Return each line from the rows below that contains the string "stripe". Case counts.

· · · · · · ·

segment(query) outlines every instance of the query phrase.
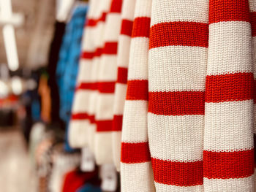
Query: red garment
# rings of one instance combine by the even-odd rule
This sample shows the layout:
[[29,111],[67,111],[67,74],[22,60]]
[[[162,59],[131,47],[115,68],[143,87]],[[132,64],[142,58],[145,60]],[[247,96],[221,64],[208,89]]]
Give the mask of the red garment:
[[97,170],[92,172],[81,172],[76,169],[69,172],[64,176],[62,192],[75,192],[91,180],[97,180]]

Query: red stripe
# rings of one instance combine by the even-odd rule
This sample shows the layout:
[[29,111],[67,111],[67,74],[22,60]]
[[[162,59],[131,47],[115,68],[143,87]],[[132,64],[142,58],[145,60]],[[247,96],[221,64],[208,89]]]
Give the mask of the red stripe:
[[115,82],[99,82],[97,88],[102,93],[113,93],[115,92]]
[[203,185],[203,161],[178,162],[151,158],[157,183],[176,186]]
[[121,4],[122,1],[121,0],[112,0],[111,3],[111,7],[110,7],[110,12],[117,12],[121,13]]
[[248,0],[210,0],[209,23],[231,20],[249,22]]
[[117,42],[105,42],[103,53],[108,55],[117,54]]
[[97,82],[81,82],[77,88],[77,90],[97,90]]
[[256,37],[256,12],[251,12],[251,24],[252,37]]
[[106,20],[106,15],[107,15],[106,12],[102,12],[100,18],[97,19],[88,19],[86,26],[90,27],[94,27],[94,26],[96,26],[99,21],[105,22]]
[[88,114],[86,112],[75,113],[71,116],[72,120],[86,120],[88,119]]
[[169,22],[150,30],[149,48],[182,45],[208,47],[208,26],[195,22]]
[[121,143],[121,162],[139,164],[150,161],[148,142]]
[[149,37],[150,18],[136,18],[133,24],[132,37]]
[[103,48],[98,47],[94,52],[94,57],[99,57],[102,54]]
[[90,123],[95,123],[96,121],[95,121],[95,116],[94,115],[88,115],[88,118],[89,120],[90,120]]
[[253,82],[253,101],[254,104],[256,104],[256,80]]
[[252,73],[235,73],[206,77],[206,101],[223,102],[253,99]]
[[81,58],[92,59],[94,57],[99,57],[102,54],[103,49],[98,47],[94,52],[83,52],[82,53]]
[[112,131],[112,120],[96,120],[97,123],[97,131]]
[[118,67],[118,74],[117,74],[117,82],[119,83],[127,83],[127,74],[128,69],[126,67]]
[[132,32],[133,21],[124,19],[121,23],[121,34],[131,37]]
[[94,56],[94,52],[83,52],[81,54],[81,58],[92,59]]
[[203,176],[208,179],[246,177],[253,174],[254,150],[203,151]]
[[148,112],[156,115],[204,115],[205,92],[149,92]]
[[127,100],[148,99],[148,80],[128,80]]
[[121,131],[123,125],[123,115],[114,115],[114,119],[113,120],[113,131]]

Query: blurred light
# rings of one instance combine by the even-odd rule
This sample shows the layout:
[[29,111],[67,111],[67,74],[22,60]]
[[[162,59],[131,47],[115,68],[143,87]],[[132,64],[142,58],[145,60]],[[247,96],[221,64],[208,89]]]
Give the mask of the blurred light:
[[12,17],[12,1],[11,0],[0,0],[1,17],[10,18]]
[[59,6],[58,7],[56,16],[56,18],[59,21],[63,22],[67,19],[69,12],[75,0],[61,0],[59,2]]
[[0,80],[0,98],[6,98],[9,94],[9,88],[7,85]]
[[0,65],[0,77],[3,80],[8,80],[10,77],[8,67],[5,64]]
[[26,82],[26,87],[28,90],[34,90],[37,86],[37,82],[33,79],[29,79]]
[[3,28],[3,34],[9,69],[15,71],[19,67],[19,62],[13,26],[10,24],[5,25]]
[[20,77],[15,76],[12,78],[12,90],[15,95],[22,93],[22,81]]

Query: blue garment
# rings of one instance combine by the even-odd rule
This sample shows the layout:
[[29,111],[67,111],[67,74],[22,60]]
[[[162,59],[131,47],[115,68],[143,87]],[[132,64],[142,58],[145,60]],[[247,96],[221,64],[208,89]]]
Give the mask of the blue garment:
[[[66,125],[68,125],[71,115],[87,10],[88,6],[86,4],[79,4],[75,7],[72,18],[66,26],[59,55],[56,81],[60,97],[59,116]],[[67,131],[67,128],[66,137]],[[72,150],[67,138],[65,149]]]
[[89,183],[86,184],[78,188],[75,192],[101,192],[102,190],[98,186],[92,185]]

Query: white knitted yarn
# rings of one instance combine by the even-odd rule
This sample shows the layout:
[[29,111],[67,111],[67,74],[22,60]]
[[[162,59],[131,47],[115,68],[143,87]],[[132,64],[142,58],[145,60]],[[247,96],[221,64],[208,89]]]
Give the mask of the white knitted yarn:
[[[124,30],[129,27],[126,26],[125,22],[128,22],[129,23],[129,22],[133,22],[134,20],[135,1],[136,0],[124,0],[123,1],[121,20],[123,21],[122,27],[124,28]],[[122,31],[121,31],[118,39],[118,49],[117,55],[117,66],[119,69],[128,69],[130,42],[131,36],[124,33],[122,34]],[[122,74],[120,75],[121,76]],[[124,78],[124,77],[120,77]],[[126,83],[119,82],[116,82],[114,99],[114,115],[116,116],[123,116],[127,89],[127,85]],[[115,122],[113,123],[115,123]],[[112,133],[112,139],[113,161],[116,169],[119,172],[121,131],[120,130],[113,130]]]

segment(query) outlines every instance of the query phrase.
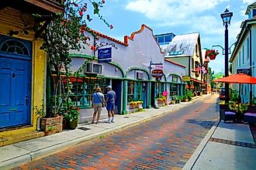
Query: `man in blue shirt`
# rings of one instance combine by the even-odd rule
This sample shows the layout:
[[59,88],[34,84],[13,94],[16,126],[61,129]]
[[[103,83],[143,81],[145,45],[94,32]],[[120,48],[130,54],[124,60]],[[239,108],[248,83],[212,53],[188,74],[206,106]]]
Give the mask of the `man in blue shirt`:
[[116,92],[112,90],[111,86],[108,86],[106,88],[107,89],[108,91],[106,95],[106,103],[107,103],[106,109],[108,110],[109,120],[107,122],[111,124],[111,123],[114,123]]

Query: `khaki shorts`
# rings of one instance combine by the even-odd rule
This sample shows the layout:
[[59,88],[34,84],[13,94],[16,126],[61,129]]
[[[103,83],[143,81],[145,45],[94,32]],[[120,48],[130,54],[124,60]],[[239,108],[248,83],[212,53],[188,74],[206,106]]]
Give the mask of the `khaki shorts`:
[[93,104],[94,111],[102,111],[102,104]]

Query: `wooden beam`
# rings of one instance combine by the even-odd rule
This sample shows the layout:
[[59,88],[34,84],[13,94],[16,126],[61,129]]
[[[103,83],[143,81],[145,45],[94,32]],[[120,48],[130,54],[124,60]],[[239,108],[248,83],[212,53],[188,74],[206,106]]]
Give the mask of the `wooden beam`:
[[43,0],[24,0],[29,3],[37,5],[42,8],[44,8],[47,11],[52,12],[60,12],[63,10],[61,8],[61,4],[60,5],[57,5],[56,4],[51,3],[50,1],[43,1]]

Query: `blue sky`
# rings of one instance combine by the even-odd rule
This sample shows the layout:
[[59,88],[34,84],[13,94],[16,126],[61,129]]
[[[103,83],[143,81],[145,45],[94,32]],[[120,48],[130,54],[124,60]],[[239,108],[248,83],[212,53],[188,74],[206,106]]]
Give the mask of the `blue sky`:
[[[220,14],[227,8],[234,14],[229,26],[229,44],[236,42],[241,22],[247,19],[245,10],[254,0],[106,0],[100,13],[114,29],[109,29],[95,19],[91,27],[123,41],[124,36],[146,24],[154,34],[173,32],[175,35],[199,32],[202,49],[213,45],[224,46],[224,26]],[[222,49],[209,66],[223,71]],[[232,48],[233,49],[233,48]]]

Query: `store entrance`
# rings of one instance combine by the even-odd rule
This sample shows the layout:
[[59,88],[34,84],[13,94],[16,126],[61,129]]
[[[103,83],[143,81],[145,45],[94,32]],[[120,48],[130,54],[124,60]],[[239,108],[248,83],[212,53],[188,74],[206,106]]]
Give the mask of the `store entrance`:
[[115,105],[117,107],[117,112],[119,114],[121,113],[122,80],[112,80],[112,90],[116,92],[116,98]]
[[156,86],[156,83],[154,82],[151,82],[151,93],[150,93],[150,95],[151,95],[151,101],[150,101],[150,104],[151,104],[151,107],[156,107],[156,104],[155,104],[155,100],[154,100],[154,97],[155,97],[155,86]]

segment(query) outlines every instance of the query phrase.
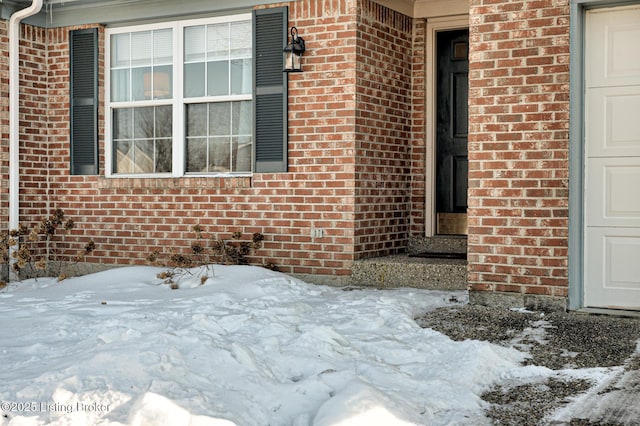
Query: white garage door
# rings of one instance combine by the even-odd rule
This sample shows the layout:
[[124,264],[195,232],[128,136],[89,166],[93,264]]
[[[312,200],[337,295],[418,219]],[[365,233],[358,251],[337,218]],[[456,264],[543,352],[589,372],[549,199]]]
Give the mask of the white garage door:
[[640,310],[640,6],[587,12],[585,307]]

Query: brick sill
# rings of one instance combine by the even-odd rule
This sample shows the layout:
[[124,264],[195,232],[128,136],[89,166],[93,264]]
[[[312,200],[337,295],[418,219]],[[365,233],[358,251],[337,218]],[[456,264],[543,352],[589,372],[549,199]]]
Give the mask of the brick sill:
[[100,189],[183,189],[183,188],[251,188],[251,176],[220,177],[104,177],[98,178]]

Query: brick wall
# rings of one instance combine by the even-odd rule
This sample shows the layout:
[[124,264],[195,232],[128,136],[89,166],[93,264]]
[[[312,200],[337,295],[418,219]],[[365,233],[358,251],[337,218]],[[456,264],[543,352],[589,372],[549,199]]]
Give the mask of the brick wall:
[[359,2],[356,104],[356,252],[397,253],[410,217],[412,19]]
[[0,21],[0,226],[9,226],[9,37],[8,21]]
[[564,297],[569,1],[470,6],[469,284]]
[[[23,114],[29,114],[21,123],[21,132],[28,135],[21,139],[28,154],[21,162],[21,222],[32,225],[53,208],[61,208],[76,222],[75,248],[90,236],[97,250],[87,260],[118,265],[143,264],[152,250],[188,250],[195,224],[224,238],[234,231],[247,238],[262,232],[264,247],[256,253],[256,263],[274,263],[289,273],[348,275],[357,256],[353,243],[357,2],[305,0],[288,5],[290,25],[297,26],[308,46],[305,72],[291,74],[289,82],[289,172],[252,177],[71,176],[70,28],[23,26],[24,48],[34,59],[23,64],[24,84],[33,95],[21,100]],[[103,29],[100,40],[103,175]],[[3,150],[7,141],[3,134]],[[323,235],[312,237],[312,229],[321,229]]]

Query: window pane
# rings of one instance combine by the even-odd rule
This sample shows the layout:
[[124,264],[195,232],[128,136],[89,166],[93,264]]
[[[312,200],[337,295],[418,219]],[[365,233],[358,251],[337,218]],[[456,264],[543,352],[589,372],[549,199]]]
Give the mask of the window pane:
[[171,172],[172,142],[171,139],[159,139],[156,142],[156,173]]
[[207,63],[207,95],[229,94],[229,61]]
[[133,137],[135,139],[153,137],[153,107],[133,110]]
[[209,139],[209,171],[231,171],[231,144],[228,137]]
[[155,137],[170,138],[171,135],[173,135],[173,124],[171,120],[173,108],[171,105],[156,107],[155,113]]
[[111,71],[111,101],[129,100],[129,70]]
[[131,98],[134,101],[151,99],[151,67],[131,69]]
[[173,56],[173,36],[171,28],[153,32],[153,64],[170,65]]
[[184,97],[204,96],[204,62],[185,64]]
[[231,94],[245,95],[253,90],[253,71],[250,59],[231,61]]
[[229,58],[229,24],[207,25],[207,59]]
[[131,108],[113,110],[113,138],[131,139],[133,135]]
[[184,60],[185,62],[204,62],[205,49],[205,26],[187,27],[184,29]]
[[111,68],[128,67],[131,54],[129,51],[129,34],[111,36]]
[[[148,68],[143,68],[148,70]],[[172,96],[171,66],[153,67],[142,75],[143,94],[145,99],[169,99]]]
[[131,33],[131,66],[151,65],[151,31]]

· · · · · · ·

• _Final result_
Query: red stripe
Give the mask of the red stripe:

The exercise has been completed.